Thus, this course will make use of scientific computing software. Three commonly used free and open-source languages for scientific computing in biomathematics are R, Julia, and Python. In this course, we will mostly use R, but it’s worth knowing at least a little about scientific computing in all three languages as each of them has its own strengths and weaknesses in the context of scientific computing for biomathematics. The goal is not to teach you to become an expert in any of these languages, but rather to become familiar with how to use them to solve some basic problems in biomathematics. Thus, this document is more of a reference than a tutorial.

This page will focus on R. The other two languages have their own pages:

Each of these pages will have a similar structure to this one. We do not provide details on or even an introduction to the basics of programming or the structure of any of the languages. There are many online resources available for learning these things. Instead, we focus on providing some concise examples of the use of these languages for scientific computing in biomathematics. The hope is that the reader will be able to copy and modify these examples to solve their own problems.

The section titles listed in the table of contents for the page should indicate the topics or types of problems we provide examples for. For some of the more involved code or examples, we provide links to other webpages for the code details. In some cases, we provide links to potentially helpful videos or web sites where the reader can learn more.

R

R is a programming language developed for statistical computing (R Core Team 2023). You can learn more about the history of R here. For programming in R, we highly recommend using the RStudio Integrated Development Environment (IDE) to interface with the language.

Some very useful resources for getting started in R include:

  • Fast Lane to Learning R - This site is for those who know nothing of R, and maybe even nothing of programming, and seek QUICK, PAINLESS! entree to the world of R.

  • swirl - Learn R, in R.

Functions and Packages

Most of the algorithms and methods we will want to use in solving problems in biomathematics are implemented as functions in R. Base R contains a number of functions including many that are useful for scientific computing. For example, base R contains a function sin that implements the mathematical function \(\sin(x)\). It is called as follows:

sin(pi/4)
+-------+
▶ **List of tasks**
a. Reproduce word for word the part of the passage on scientific computing in R that starts with "Some very useful" and goes on through "Learn R, in R.".
b. Translate this sentence from the passage on scientific computing in R into Spanish: "Base R contains a number of functions including many that are useful for scientific computing."
The material placed after this passage has no connection to it.
+-------+
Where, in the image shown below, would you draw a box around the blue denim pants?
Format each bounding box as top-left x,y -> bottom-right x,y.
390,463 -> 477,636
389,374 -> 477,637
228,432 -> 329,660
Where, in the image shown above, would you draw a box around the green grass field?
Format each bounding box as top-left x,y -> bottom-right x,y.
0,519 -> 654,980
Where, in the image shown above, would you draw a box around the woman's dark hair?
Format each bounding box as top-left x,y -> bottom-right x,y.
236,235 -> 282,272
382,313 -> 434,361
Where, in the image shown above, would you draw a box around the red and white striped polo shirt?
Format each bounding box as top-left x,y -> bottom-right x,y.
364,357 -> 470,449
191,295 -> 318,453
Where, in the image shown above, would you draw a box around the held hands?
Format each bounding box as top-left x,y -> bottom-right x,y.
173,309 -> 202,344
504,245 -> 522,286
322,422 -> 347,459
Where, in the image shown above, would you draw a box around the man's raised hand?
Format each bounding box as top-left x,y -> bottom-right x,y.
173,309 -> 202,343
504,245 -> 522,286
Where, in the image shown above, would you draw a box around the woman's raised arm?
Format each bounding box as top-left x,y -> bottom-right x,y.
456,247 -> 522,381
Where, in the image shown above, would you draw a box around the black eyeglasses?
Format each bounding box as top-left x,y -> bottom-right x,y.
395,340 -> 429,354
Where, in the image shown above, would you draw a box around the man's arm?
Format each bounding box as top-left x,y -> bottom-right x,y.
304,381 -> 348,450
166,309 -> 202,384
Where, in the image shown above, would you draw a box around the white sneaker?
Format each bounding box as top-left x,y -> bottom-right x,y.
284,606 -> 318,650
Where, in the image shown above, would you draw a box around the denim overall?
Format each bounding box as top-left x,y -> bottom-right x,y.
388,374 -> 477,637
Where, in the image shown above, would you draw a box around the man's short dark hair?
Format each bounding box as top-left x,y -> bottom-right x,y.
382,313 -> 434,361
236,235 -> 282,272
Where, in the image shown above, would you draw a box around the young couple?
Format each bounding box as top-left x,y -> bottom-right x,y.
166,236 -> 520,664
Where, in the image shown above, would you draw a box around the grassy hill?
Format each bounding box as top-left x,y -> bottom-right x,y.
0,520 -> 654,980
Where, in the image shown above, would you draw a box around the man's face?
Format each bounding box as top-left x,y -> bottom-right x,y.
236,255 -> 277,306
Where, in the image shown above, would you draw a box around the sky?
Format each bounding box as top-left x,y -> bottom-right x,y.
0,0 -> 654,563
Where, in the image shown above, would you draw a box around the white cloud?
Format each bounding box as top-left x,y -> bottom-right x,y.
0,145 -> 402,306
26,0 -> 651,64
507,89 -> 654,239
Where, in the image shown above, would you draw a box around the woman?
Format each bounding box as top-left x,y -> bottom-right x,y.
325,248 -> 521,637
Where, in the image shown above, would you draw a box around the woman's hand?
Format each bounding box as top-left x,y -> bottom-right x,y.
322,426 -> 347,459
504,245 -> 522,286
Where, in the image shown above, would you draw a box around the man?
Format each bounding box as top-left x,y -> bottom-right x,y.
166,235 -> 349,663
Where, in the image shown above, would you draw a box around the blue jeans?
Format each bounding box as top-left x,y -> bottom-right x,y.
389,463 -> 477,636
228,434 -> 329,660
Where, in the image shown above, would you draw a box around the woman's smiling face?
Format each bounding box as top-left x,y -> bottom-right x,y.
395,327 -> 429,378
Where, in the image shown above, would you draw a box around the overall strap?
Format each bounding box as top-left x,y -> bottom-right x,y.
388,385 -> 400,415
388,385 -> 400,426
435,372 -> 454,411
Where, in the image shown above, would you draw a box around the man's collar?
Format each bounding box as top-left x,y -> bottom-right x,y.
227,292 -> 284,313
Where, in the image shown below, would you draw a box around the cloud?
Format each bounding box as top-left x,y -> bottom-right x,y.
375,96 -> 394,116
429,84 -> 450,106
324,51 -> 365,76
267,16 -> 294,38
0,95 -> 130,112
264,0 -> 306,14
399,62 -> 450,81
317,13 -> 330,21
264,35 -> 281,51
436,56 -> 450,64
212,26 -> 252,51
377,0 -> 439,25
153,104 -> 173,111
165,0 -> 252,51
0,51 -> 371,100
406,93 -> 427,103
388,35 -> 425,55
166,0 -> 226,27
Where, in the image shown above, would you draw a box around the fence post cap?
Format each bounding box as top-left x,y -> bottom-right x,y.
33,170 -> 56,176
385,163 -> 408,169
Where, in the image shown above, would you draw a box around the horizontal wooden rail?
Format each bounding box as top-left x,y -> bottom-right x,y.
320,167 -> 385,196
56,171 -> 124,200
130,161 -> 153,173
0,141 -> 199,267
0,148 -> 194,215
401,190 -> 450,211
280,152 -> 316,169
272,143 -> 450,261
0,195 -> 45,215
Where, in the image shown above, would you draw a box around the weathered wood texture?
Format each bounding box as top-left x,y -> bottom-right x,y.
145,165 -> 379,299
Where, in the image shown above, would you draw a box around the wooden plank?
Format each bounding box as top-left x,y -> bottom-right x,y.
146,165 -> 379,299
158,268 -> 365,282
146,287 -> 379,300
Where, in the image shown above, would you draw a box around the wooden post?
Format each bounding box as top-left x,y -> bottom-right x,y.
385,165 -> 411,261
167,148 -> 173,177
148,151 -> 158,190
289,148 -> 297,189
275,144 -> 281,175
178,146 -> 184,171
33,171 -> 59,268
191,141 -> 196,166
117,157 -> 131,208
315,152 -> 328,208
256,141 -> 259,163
+-------+
▶ **Final answers**
a.
Some very useful resources for getting started in R include:

  • Fast Lane to Learning R - This site is for those who know nothing of R, and maybe even nothing of programming, and seek QUICK, PAINLESS! entree to the world of R.

  • swirl - Learn R, in R.

b. R base contiene varias funciones, entre ellas muchas que son útiles para la computación científica.